Task
Below are lines of records; copy exactly those from the one containing "Where can the red soil" through the one containing "Where can the wood trim", leaving the pictures behind.

[Region pointing data]
···

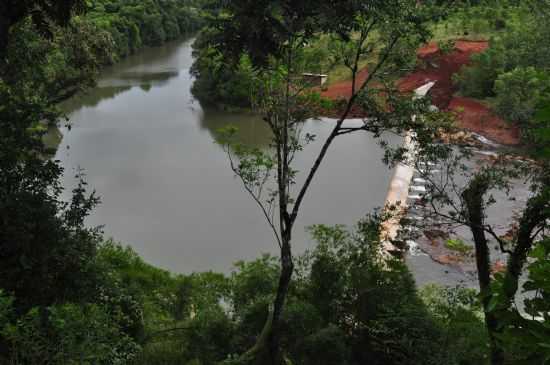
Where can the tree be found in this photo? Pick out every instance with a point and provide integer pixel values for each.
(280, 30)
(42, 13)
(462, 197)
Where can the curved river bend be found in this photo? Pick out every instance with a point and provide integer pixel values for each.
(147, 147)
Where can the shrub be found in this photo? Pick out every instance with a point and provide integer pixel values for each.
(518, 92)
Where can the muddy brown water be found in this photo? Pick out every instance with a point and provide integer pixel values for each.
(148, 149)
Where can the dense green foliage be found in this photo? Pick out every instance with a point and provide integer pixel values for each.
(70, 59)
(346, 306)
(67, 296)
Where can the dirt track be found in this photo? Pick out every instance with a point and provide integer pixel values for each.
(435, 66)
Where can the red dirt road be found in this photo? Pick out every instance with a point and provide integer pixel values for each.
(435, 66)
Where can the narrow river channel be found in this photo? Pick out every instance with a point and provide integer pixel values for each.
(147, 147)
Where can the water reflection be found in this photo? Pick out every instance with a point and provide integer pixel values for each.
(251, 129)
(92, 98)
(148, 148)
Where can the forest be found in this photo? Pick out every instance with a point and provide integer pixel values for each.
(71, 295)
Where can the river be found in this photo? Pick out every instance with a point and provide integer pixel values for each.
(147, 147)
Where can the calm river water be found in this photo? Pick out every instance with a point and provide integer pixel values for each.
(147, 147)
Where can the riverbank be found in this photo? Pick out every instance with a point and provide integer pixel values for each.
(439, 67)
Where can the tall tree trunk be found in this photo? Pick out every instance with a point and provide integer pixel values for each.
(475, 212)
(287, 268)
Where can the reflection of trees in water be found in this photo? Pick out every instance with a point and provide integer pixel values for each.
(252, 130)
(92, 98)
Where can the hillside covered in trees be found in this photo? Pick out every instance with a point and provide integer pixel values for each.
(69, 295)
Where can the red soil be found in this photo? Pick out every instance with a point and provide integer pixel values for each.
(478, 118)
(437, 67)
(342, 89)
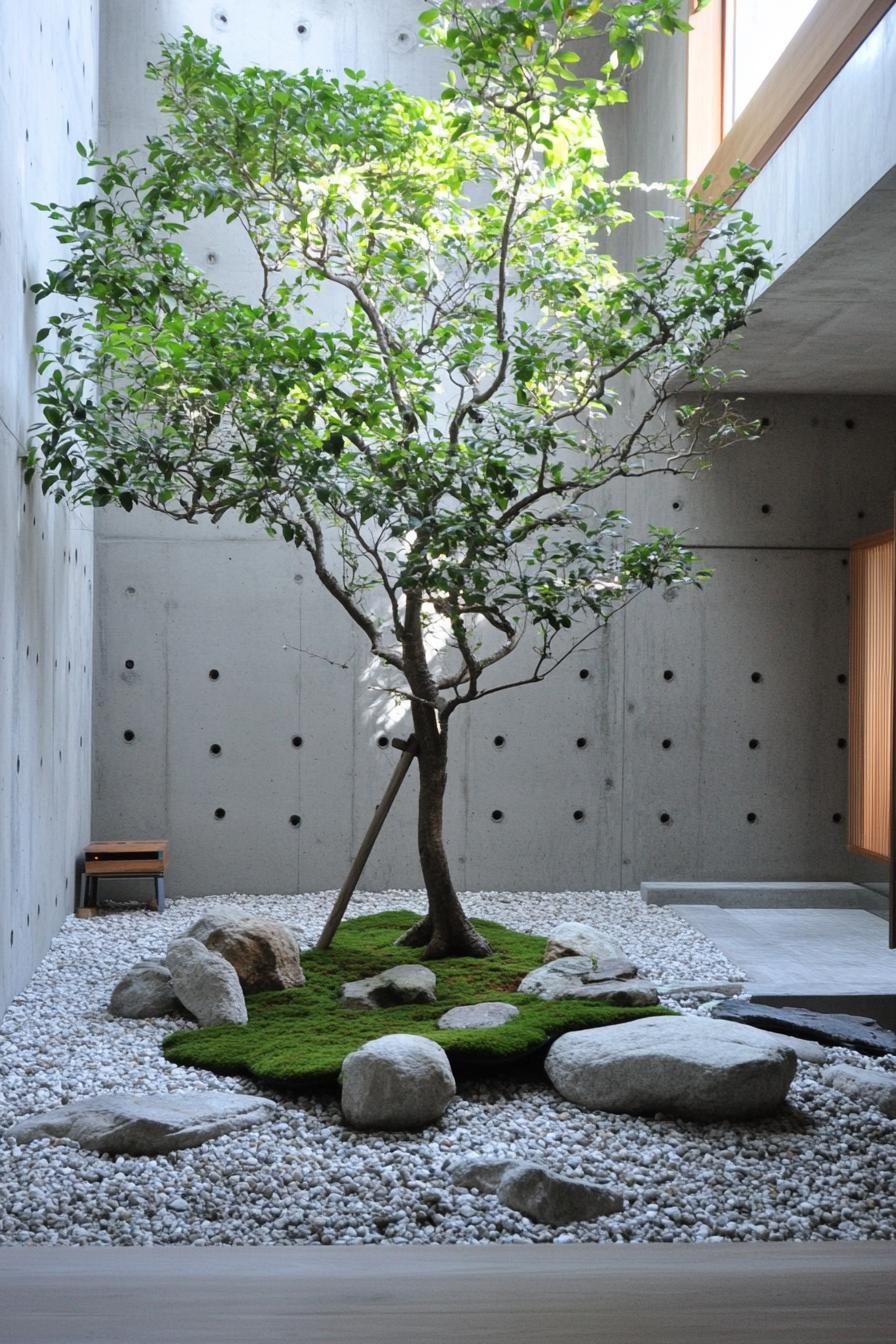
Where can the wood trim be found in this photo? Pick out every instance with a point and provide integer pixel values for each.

···

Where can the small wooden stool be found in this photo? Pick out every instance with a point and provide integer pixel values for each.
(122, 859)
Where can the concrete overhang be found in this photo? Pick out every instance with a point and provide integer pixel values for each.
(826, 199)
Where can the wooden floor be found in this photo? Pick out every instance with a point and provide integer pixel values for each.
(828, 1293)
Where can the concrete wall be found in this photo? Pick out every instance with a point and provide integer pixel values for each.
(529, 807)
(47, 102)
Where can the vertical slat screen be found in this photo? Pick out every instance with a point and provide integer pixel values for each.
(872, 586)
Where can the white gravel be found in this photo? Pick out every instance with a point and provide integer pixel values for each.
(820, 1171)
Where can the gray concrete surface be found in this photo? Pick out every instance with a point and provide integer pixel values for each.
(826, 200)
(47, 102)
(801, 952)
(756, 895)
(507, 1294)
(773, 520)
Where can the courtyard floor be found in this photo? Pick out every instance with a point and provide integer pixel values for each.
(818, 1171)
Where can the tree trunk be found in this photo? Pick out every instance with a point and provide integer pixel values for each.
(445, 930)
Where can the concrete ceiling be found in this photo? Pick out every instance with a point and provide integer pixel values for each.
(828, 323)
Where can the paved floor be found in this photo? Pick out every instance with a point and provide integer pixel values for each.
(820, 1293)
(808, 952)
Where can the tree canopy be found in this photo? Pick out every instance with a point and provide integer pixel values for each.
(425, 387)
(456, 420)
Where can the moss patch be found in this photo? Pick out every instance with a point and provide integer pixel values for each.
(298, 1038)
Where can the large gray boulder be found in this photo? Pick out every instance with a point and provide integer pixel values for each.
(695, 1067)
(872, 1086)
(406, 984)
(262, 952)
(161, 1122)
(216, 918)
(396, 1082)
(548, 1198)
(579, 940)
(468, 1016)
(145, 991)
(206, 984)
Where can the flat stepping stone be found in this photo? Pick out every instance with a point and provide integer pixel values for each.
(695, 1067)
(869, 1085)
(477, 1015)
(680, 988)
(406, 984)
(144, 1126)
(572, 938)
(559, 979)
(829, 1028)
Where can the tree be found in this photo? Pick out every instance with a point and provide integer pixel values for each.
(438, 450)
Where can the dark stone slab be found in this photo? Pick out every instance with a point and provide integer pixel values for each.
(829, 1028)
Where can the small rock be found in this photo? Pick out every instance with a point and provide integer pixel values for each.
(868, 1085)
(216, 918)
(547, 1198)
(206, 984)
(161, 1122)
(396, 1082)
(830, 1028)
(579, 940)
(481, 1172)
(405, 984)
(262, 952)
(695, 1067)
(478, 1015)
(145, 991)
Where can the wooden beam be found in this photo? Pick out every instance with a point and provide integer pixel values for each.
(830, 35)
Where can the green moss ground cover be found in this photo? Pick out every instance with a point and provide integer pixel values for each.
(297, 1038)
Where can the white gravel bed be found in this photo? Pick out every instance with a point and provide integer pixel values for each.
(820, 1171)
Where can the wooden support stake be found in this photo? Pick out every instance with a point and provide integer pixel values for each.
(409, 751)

···

Your solution
Where can the red soil be found in this photo? Pick out every instance with a point and provide integer pixel values for each.
(478, 118)
(437, 67)
(342, 89)
Where can the wood trim be found in this photo? Pick out every instance with a point and provide integer pixel values for each.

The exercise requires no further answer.